According to the European 2020 Strategy Document (European Commision, 2010b), Europe is suffering a period of structural transformation in the socio-economic framework. The priorities to favor the new model that Europe needs are:

  • 1.

    Smart Growth: Defined as the necessity of developing an economy based on knowledge and innovation;

  • 2.

    Sustainable Growth: Achieved after to have promoted an economy that makes more efficient use of resources, is greener and more competitive;

  • 3.

    Inclusive Growth: That is achieved when the economy reaches high employment levels while delivering social and territorial cohesion.

To this end, and in the same document, the European Commission proposes the following objectives:

  • 1.

    75% of the population between 20 and 64 years should be employed;

  • 2.

    3% of European Union’s Gross Domestic Product (hereinafter, GDP) should be invested in R & D;

  • 3.

    The 20/20/20 Objective (20% reduction of greenhouse gases until 20%, 20% reduction of energy consumption, and 20% increase of using renewable energy) should be achieved in terms of climate and energy;

  • 4.

    The percentage of early school leavers should be under 10%, and at least 40% of the younger generation should have a tertiary degree; and

  • 5.

    The risk of poverty should threaten no more than 20 million fewer people.

To achieve these objectives seven flagship initiatives are proposed: innovation, youth employment, access to internet, efficient use of resources, business competitiveness, qualification of labor and social, and territorial cohesion.

To address the main challenges in implementing the Europe 2020 Strategy, member countries have a vital instrument: the Structural Funds and the European Investment (FEIE) for period 2014-2020. Both Structural Funds and the Cohesion Fund are the financial instruments of European Union (EU) regional policy, which is intended to narrow the development disparities among regions and Member States. The Funds participate fully, therefore, in pursuing the goal of economic, social and territorial cohesion. In Spain, the Partnership Agreement to join the Europe 2020 strategy to be applied to the Foreign Earned Income Exclusion (hereinafter, FEIE), recognizes the central role that cities play as the engine of the economy, as they are places of connectivity, creativity and innovation, as well as service centers. Therefore, urban development becomes a priority area within the cohesion policy of the EU.

Given the importance of Smart Cities, it is mandatory to define and standarize indicators to measure the evolution of our cities to the challenge of achieving higher competitive rates while being sustainable cities.

Objective

The objective of this chapter is to define which are going to be the characteristics and municipal policies the Spanish cities must fulfiled in order to be transformed into Smart Cities. At this respect, ICTs play a key role to accelerate this urban change making possible a larger amount of data sharing that is necessary to transform the city. In this chapter the Spanish case will be analyzed, given its connections with Latin American and the Caribbean countries where a radical urban transformation into Smart Cities is necessary and desirable, as it is expected that 82.8% of Latin American population will be urban by the year 2025 (CEPAL, 2005, p. 29).

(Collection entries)
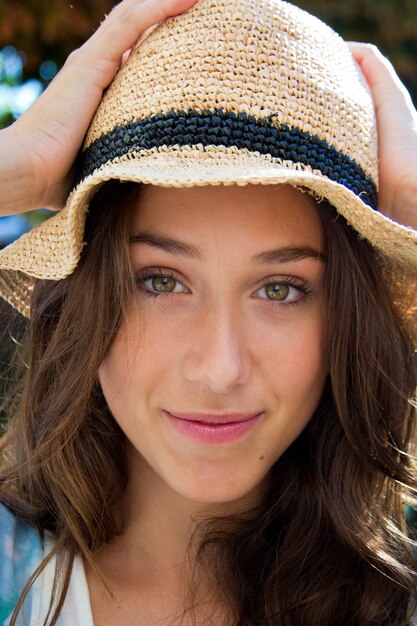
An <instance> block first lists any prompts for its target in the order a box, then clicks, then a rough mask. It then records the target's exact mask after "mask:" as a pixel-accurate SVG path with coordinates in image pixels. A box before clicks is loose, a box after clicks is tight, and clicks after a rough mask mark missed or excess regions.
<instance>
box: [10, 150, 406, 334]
mask: <svg viewBox="0 0 417 626" xmlns="http://www.w3.org/2000/svg"><path fill="white" fill-rule="evenodd" d="M110 180H120V181H133V182H138V183H146V184H153V185H159V186H164V187H190V186H195V185H218V184H224V185H233V184H237V185H246V184H290V185H293V186H295V187H298V188H301V189H304V190H305V189H306V190H308V191H310V192H311V193H312V194H313V195H314V196H315V197H316V199H318V200H320V199H327V200H328V201H329V202H330V203H331V204H332V205H333V206H334V207H335V208H336V209H337V210H338V212H339V213H340V214H341V215H343V216H344V217H345V218H346V220H347V222H348V223H349V224H350V225H351V226H352V227H353V228H354V229H355V230H356V231H357V232H358V233H359V235H360V236H362V237H364V238H365V239H367V240H368V241H369V242H370V243H371V245H372V246H374V248H375V249H376V251H377V252H378V256H379V258H380V262H381V264H382V265H383V271H384V273H385V275H386V280H387V287H388V288H389V289H390V290H391V293H392V297H393V300H394V301H395V303H396V306H397V308H398V309H399V310H400V311H401V315H402V316H403V317H405V318H407V325H409V327H410V328H415V325H416V323H417V295H416V291H417V285H416V282H417V281H416V277H417V233H416V231H413V230H411V229H408V228H405V227H403V226H401V225H399V224H397V223H395V222H393V221H391V220H390V219H388V218H387V217H385V216H383V215H382V214H381V213H379V212H377V211H374V210H373V209H371V208H370V207H369V206H368V205H367V204H365V203H363V202H362V201H361V199H360V198H359V197H357V196H356V195H355V194H354V193H353V192H352V191H350V190H349V189H347V188H346V187H344V186H343V185H341V184H339V183H337V182H334V181H331V180H329V179H328V178H327V177H325V176H323V174H322V173H321V172H319V171H315V170H313V169H311V168H309V167H308V166H304V167H302V166H300V165H299V164H298V165H297V166H295V165H294V163H286V162H279V161H278V160H276V159H272V158H271V157H270V155H260V154H259V153H254V152H249V151H247V150H239V149H236V148H233V147H231V148H224V147H211V148H207V147H205V148H204V150H202V149H199V147H198V146H194V147H188V146H172V147H169V148H167V149H166V150H165V151H160V150H156V149H154V150H148V151H142V152H141V153H130V154H129V155H127V156H125V157H123V158H118V159H115V160H113V161H112V162H111V163H108V164H106V165H104V166H102V167H101V168H100V169H99V170H97V171H95V172H94V173H93V174H92V175H90V176H88V177H87V178H85V179H84V180H83V181H82V182H81V183H80V184H79V185H78V186H77V187H76V188H75V189H74V191H73V192H72V194H71V195H70V197H69V199H68V202H67V204H66V207H65V208H64V209H63V210H62V211H61V212H60V213H57V214H56V215H55V216H53V217H52V218H50V219H49V220H47V221H46V222H44V223H43V224H41V225H40V226H38V227H37V228H36V229H34V230H33V231H31V232H30V233H28V234H26V235H24V236H22V237H21V238H20V239H18V240H17V241H16V242H14V243H13V244H11V245H10V246H8V247H7V248H5V249H4V250H2V251H1V252H0V265H1V267H2V268H3V269H1V270H0V291H1V293H2V295H3V297H4V298H5V299H6V300H8V301H9V302H10V304H12V306H14V307H15V308H16V309H18V310H19V311H20V312H21V313H22V314H23V315H25V316H29V312H30V311H29V308H30V293H31V290H32V288H33V283H34V278H41V279H51V280H59V279H63V278H65V277H67V276H68V275H70V274H71V273H72V272H73V271H74V269H75V267H76V265H77V263H78V261H79V258H80V254H81V251H82V248H83V245H84V244H83V233H84V225H85V215H86V211H87V210H88V205H89V203H90V200H91V198H92V196H93V195H94V193H95V192H96V191H97V190H98V189H99V187H100V186H101V185H103V184H104V183H105V182H106V181H110Z"/></svg>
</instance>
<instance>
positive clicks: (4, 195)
mask: <svg viewBox="0 0 417 626" xmlns="http://www.w3.org/2000/svg"><path fill="white" fill-rule="evenodd" d="M196 1H197V0H123V2H121V3H120V4H118V5H117V6H116V7H115V8H114V9H113V10H112V11H111V13H110V14H109V15H108V16H107V17H106V19H105V20H104V21H103V23H102V24H101V26H100V27H99V28H98V29H97V31H96V32H95V33H94V34H93V35H92V37H90V39H88V41H87V42H86V43H85V44H84V45H83V46H81V48H79V49H78V50H75V51H74V52H73V53H72V54H71V55H70V56H69V57H68V59H67V61H66V63H65V65H64V67H63V68H62V70H61V71H60V72H59V73H58V74H57V76H56V77H55V78H54V80H53V81H52V83H51V84H50V85H49V86H48V88H47V89H46V91H45V92H44V93H43V94H42V95H41V96H40V98H39V99H38V100H37V101H36V102H35V104H34V105H33V106H32V107H31V108H30V109H29V110H28V111H27V112H26V113H25V114H24V115H23V116H22V117H21V118H20V119H19V120H17V121H16V122H15V123H14V124H12V126H9V127H8V128H6V129H4V130H2V131H0V215H5V214H8V213H18V212H22V211H27V210H31V209H36V208H39V207H45V208H51V209H59V208H61V207H62V206H63V205H64V202H65V199H66V197H67V195H68V193H69V190H70V189H71V186H72V178H73V177H72V166H73V163H74V161H75V157H76V155H77V153H78V151H79V149H80V147H81V144H82V141H83V139H84V136H85V133H86V131H87V129H88V126H89V124H90V122H91V119H92V117H93V115H94V113H95V111H96V109H97V107H98V104H99V102H100V99H101V97H102V94H103V90H104V89H105V88H106V87H107V86H108V85H109V84H110V83H111V81H112V80H113V78H114V76H115V74H116V72H117V69H118V67H119V66H120V65H121V63H122V62H123V57H124V55H125V54H126V51H128V50H129V49H130V48H131V47H132V46H133V45H134V44H135V43H136V41H137V39H138V38H139V37H140V36H141V35H142V34H143V32H144V31H145V30H146V29H147V28H149V27H150V26H153V25H154V24H157V23H158V22H160V21H162V20H164V19H165V18H167V17H169V16H171V15H177V14H178V13H181V12H183V11H186V10H187V9H189V8H190V7H192V6H193V5H194V4H196Z"/></svg>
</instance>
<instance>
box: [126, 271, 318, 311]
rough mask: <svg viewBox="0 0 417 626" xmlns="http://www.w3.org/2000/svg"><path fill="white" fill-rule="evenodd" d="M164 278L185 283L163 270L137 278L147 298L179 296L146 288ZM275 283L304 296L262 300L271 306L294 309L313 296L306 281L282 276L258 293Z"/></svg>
mask: <svg viewBox="0 0 417 626" xmlns="http://www.w3.org/2000/svg"><path fill="white" fill-rule="evenodd" d="M161 276H162V277H164V278H173V279H174V280H175V281H177V282H178V283H180V284H181V285H182V286H184V285H183V283H182V281H181V280H180V279H179V277H178V276H177V275H176V274H175V272H173V271H167V270H163V269H162V268H160V269H158V270H157V271H150V272H145V273H144V274H140V275H139V276H137V282H138V284H139V287H140V289H142V291H143V292H144V294H145V296H146V297H150V298H160V297H166V296H172V295H178V294H174V293H173V292H166V293H164V292H155V291H151V290H150V289H148V287H146V286H145V284H144V283H145V281H146V280H149V279H150V278H158V277H161ZM275 283H281V284H284V285H288V286H289V287H293V288H294V289H296V290H297V291H299V292H300V294H302V296H300V297H299V298H297V299H296V300H294V301H293V302H286V301H285V300H282V301H279V300H275V301H274V300H270V299H269V298H261V299H262V300H265V301H266V302H269V303H270V304H272V306H276V305H281V306H285V307H292V306H297V305H300V304H302V303H303V301H304V300H305V298H306V297H308V296H309V295H310V294H311V288H310V287H309V285H308V283H307V282H305V281H302V280H300V279H298V278H294V277H293V276H281V277H279V278H276V279H275V280H274V279H272V280H271V279H270V278H269V279H268V280H265V281H264V282H263V283H262V284H261V285H260V286H259V287H258V288H257V289H256V291H259V290H260V289H263V288H264V287H267V286H268V285H273V284H275Z"/></svg>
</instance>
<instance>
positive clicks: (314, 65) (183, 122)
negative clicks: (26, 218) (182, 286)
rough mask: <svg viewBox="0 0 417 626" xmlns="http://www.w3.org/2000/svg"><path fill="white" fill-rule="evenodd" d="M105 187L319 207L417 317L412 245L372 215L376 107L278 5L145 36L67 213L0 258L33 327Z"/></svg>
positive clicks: (244, 0) (278, 5)
mask: <svg viewBox="0 0 417 626" xmlns="http://www.w3.org/2000/svg"><path fill="white" fill-rule="evenodd" d="M111 179H120V180H129V181H137V182H143V183H151V184H153V185H162V186H168V187H169V186H172V187H188V186H192V185H217V184H239V185H244V184H248V183H262V184H272V183H289V184H291V185H294V186H296V187H300V188H304V189H305V188H307V189H308V190H309V191H310V192H311V193H313V194H314V195H315V196H316V197H317V198H326V199H327V200H328V201H329V202H330V203H331V204H333V205H334V206H335V207H336V208H337V210H338V211H339V212H340V213H341V214H342V215H343V216H344V217H345V218H346V219H347V221H348V222H349V223H350V224H351V225H352V226H353V227H354V228H355V229H356V231H357V232H358V233H359V235H360V236H362V237H365V238H366V239H368V240H369V242H370V243H371V244H372V245H373V246H374V247H375V249H376V250H377V252H378V253H380V255H381V263H382V264H383V267H384V271H385V273H386V276H387V286H388V287H389V288H390V289H392V293H393V297H395V298H396V299H397V300H398V306H399V307H401V308H402V314H403V315H404V316H405V315H406V316H408V318H409V319H412V320H414V321H413V322H412V323H415V320H416V318H415V316H416V297H415V291H416V276H417V233H416V232H415V231H413V230H411V229H407V228H405V227H403V226H400V225H399V224H397V223H395V222H393V221H391V220H390V219H388V218H386V217H384V216H383V215H382V214H380V213H378V211H377V188H378V168H377V137H376V122H375V114H374V107H373V102H372V97H371V94H370V92H369V89H368V87H367V84H366V81H365V79H364V78H363V76H362V74H361V72H360V70H359V68H358V66H357V65H356V64H355V62H354V61H353V58H352V56H351V54H350V52H349V50H348V47H347V45H346V44H345V43H344V42H343V40H342V39H341V38H340V37H339V36H338V35H337V34H336V33H335V32H334V31H333V30H332V29H330V28H329V27H328V26H326V25H325V24H323V23H322V22H321V21H320V20H318V19H316V18H315V17H313V16H311V15H309V14H308V13H306V12H305V11H303V10H301V9H299V8H298V7H296V6H294V5H292V4H289V3H287V2H283V1H282V0H200V2H198V3H197V4H196V5H194V7H193V8H191V9H190V10H188V11H187V12H186V13H183V14H181V15H178V16H175V17H172V18H169V19H167V20H166V21H164V22H162V23H161V24H159V25H157V26H156V27H153V28H151V29H148V31H147V32H146V33H145V34H144V36H142V38H141V40H140V41H139V42H138V45H137V46H136V47H135V49H134V51H133V52H132V54H131V56H130V58H129V61H128V62H127V64H126V65H125V66H124V67H123V68H122V69H121V70H120V71H119V73H118V74H117V76H116V78H115V80H114V81H113V83H112V84H111V86H110V87H109V89H108V90H107V92H106V93H105V95H104V97H103V99H102V102H101V104H100V106H99V108H98V110H97V112H96V115H95V117H94V119H93V121H92V123H91V126H90V129H89V131H88V134H87V136H86V139H85V143H84V146H83V150H82V152H81V154H80V157H79V174H78V178H77V182H76V185H75V187H74V189H73V191H72V192H71V194H70V196H69V198H68V201H67V203H66V206H65V208H64V209H63V210H62V211H60V212H59V213H58V214H56V215H55V216H54V217H52V218H51V219H49V220H48V221H47V222H45V223H44V224H42V225H41V226H39V227H38V228H36V229H34V230H33V231H31V232H30V233H28V234H26V235H23V236H22V237H21V238H20V239H19V240H18V241H16V242H14V243H12V244H11V245H10V246H8V247H7V248H5V249H4V250H2V251H1V252H0V268H2V269H0V295H2V297H3V298H5V299H6V300H8V301H9V302H10V303H11V304H12V305H13V306H14V307H15V308H17V309H18V310H19V311H20V312H21V313H23V314H24V315H26V316H28V315H29V303H30V292H31V289H32V286H33V277H36V278H43V279H54V280H56V279H62V278H65V277H66V276H68V275H69V274H71V273H72V272H73V270H74V268H75V267H76V265H77V263H78V260H79V257H80V253H81V250H82V247H83V230H84V220H85V213H86V211H87V208H88V204H89V201H90V200H91V197H92V196H93V194H94V193H95V192H96V191H97V189H98V188H99V187H100V186H101V185H102V184H103V183H105V182H106V181H108V180H111Z"/></svg>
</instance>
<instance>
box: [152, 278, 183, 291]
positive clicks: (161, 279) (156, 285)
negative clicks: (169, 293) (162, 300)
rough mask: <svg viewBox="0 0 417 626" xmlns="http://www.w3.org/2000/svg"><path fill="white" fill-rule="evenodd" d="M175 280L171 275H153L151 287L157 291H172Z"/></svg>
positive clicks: (173, 285)
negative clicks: (162, 275) (170, 275)
mask: <svg viewBox="0 0 417 626" xmlns="http://www.w3.org/2000/svg"><path fill="white" fill-rule="evenodd" d="M176 284H177V281H176V280H175V278H173V277H172V276H161V275H160V276H154V277H153V278H152V289H155V291H158V292H159V293H171V292H172V291H174V289H175V286H176Z"/></svg>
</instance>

What you will do
(A) Please set down the Europe 2020 passage from "Sustainable Growth: Achieved" up to and including "delivering social and territorial cohesion.".
(B) Condense the paragraph of the Europe 2020 passage that opens with "The objective of this chapter" into a shorter version that keeps its main facts.
(C) According to the Europe 2020 passage, what share of the European Union's GDP should be invested in R & D?

Results of the tasks
(A)
Sustainable Growth: Achieved after to have promoted an economy that makes more efficient use of resources, is greener and more competitive;

  • 3.

    Inclusive Growth: That is achieved when the economy reaches high employment levels while delivering social and territorial cohesion.

(B) The chapter sets out to define the characteristics and municipal policies Spanish cities must meet to become Smart Cities. ICTs play a key role because they allow the greater data sharing the transformation requires. Spain is examined for its connections with Latin America and the Caribbean, where such a transformation is necessary and desirable, since 82.8% of the Latin American population is expected to be urban by 2025.

(C) 3%